REQUIRED TASK -
Show, copied in full, every row below that contains the string "logo".
## start DATASET ENTRIES
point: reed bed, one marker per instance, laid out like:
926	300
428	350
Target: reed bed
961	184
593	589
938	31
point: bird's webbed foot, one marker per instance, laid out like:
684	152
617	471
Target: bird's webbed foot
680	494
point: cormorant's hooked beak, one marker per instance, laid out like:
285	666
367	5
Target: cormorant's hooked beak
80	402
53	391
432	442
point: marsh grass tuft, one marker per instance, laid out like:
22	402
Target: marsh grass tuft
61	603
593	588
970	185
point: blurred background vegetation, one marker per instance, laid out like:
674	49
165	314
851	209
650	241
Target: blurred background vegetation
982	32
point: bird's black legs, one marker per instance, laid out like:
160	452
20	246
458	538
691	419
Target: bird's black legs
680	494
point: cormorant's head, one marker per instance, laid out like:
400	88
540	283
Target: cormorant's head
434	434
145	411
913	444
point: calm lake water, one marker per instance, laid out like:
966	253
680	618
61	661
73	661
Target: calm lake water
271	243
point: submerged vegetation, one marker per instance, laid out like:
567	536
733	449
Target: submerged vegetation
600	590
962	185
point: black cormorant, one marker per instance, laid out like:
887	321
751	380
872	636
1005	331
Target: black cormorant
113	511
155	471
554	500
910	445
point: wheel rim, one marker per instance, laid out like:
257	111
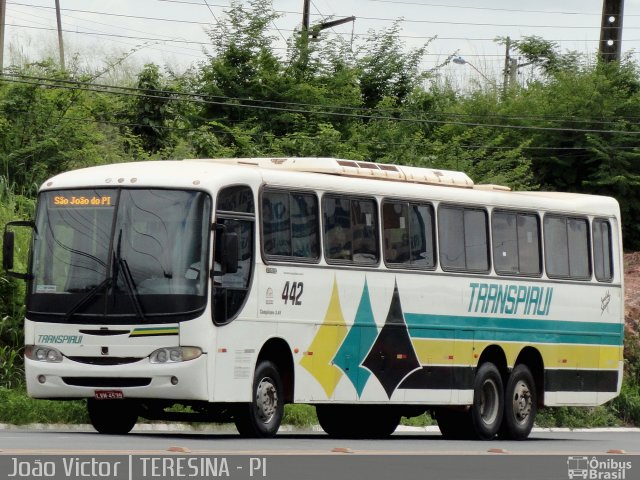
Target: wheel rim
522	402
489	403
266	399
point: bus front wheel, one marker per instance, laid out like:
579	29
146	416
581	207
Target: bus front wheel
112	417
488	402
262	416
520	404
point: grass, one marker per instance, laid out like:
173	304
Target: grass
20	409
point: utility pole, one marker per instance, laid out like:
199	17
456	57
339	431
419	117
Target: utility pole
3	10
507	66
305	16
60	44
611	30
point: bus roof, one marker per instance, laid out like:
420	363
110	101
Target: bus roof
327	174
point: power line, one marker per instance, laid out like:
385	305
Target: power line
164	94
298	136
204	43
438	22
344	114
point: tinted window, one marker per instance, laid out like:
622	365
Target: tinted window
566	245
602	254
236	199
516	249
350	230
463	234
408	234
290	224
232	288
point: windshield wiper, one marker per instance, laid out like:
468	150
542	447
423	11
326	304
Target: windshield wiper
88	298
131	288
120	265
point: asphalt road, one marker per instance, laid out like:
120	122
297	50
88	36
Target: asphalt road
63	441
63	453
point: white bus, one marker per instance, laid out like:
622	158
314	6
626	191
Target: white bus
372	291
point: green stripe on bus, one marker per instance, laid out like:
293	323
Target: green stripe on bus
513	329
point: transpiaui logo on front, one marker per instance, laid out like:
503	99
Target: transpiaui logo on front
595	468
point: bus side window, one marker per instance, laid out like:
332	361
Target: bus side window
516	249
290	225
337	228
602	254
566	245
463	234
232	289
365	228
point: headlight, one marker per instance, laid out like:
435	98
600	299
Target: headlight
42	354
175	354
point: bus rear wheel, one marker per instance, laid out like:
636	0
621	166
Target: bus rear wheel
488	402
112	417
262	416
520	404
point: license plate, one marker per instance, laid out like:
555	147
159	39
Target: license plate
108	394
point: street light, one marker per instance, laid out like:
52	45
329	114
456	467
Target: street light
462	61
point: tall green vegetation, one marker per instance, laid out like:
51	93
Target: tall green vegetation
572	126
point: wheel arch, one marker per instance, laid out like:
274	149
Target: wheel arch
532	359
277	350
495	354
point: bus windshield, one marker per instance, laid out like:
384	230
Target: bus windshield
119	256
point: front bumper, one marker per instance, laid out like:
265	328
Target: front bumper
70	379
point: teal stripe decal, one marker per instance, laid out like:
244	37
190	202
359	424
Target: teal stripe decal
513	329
## end DATASET ENTRIES
## start DATASET ENTRIES
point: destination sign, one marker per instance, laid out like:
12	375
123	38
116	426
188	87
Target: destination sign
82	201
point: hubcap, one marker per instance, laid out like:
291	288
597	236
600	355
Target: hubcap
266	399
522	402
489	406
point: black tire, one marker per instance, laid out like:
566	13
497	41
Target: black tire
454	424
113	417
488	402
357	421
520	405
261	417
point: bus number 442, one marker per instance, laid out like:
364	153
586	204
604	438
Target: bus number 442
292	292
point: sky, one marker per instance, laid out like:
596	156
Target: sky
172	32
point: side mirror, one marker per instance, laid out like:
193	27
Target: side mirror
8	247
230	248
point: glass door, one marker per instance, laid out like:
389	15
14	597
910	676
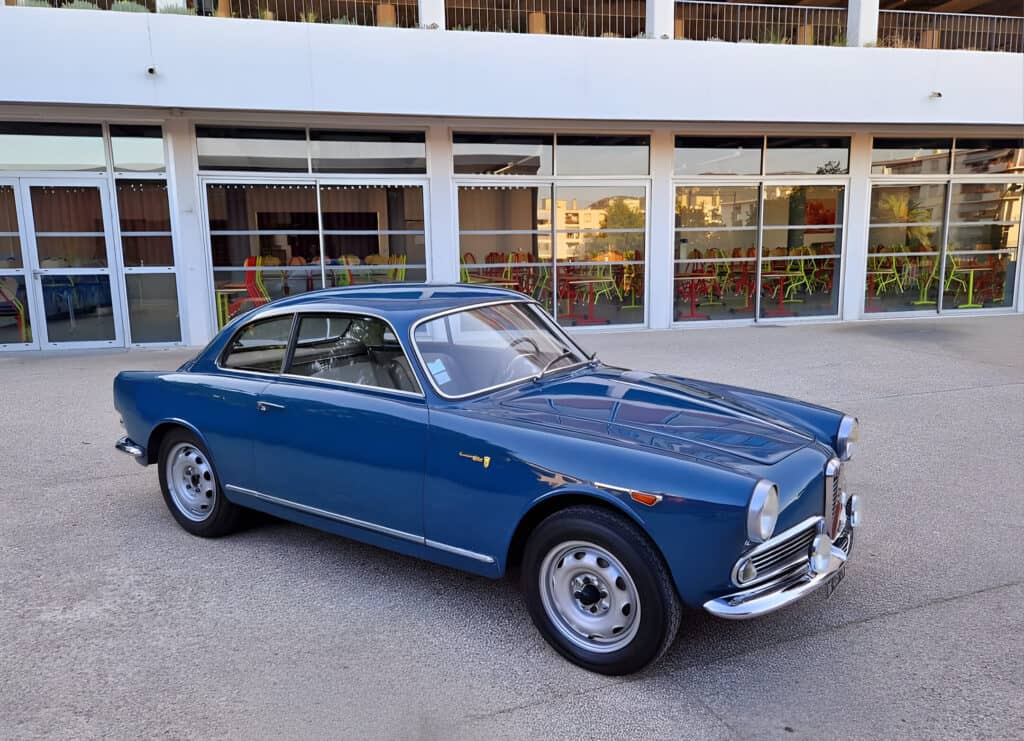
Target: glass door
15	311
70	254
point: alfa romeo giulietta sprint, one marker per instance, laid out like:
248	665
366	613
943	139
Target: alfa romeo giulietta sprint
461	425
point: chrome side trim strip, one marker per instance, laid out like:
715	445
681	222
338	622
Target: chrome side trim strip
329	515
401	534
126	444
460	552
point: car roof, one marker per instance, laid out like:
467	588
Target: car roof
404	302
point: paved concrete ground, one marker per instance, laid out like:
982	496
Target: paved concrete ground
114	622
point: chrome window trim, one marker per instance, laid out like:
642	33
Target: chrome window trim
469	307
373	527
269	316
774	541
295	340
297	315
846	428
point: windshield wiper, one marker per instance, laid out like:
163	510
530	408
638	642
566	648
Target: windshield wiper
## end DATASET ENTRIES
SOLUTION TO THE PROBLEM -
point: transpiaui logo on front, one marker per instance, laid out like:
Target: transpiaui logo on front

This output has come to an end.